╭─ Extract provided

For months, Russian President Vladimir Putin has waited and watched, hoping for a fracturing of the remarkable Washington consensus built by President Joe Biden on the need to do everything it takes to defend democracy in Ukraine.
Now, at last, the first cracks may be appearing.
There is no sign that the $18 billion US pipeline of military aid that has helped Ukraine drive back Russia’s onslaught is immediately in danger. But the stirrings of political opposition to an endless US role in the war are growing on both sides of the aisle just two weeks before the November midterms.
Even the slightest hint of a softening of American resolve could comfort Putin as the Kremlin strongman prepares to inflict a painful winter on Ukrainian civilians and Europeans reliant on Russian gas.
In what can only be described as a political debacle on Tuesday, progressive Democrats published, then withdrew, a letter initially signed in June that called on the White House to match its effort to arm Ukraine with a strong diplomatic effort to engage Russia and seek a ceasefire. This came days after House Minority Leader Kevin McCarthy, the possible next speaker, warned that Kyiv could not expect a “blank check” on aid if the GOP is in charge next year.
CNN reported Wednesday that the GOP leader was forced into a damage control operation with national security leaders in his conference and insisted he didn’t want to cut aid to Ukraine, but merely to ensure tax-payer dollars were not automatically rubber-stamped for the war. The furor over his remarks, reported by CNN’s Melanie Zanona, Kylie Atwood, Jeremy Herb and Katie Bo Lillis, shows the fine line McCarthy will have to walk on the issue if the GOP wins the majority.

╰─
╭─ Dataset entries

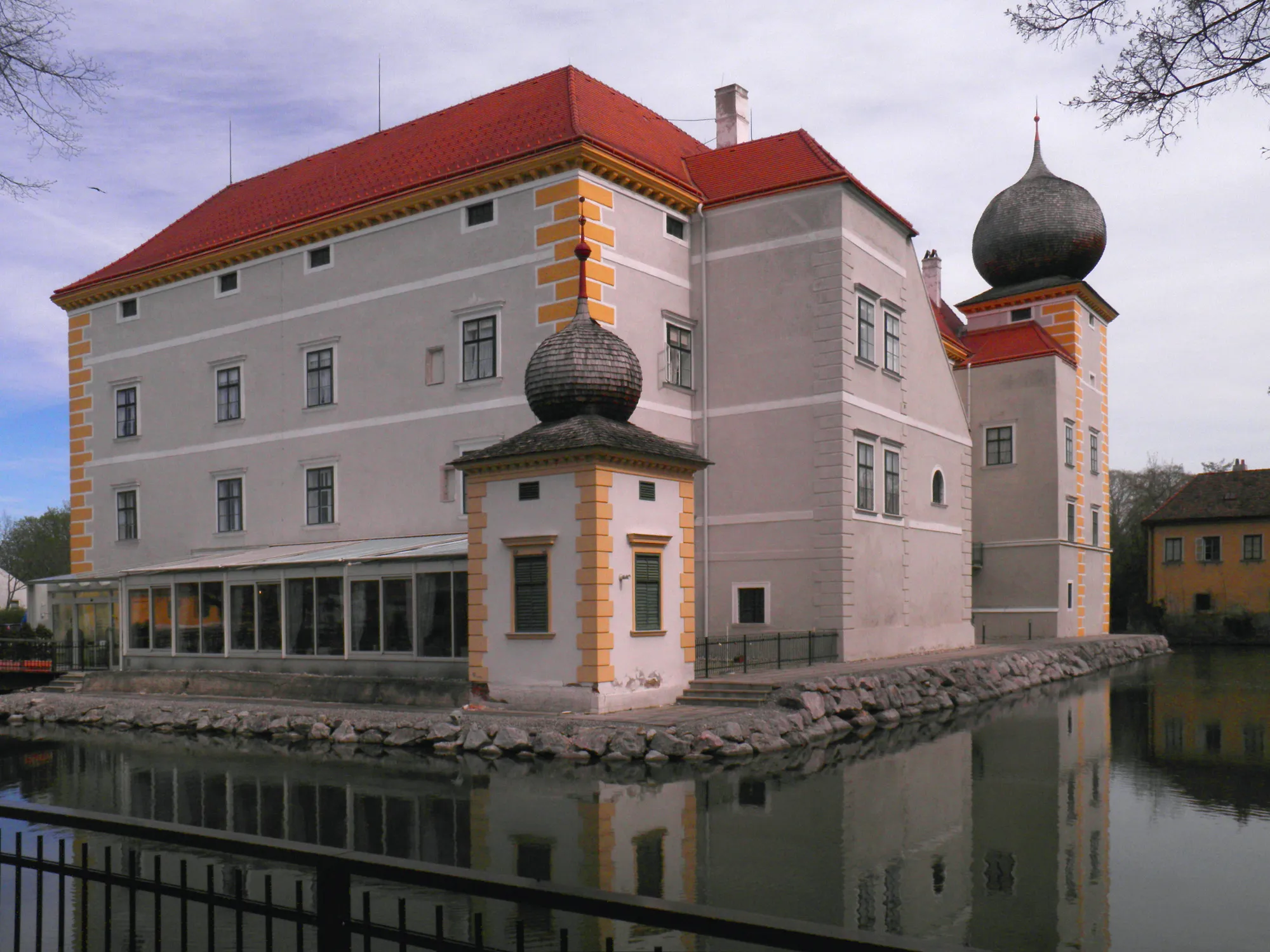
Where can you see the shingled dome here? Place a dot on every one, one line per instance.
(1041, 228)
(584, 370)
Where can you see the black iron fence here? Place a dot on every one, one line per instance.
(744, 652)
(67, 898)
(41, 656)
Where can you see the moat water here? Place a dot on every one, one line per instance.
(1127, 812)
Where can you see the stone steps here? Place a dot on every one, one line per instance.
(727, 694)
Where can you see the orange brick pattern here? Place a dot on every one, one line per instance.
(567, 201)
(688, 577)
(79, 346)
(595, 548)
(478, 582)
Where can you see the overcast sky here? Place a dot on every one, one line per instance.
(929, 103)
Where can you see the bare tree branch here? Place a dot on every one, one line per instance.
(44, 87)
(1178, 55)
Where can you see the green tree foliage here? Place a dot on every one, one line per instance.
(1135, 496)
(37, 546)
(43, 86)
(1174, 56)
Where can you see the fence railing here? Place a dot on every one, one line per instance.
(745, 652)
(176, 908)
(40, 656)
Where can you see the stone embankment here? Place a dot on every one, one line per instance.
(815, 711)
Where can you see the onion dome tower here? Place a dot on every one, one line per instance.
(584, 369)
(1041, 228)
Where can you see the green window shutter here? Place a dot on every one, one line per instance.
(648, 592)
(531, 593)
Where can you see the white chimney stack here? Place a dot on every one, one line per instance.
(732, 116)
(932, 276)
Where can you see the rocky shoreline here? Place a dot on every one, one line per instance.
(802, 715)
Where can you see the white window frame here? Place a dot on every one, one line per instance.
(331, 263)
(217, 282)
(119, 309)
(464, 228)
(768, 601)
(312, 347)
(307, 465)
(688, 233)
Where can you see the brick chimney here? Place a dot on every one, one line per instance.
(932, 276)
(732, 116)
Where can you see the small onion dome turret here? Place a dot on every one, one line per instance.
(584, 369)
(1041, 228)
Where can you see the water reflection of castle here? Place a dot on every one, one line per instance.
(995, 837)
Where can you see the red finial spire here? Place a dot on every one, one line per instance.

╰─

* [What you need to do]
A - In the article on US support for Ukraine, how large is the US pipeline of military aid?
B - Do the following statements agree with the article on US support for Ukraine? For each one, answer yes or no and quote the deciding words. (i) The progressive Democrats' letter was first signed in June. (ii) Kevin McCarthy said Kyiv could count on a "blank check" on aid under a GOP majority. (iii) The US military aid pipeline is said to be immediately in danger.

* [Written answers]
A - $18 billion

B -
(i) Yes: "a letter initially signed in June"
(ii) No: "warned that Kyiv could not expect a “blank check” on aid if the GOP is in charge next year"
(iii) No: "There is no sign that the $18 billion US pipeline of military aid that has helped Ukraine drive back Russia’s onslaught is immediately in danger."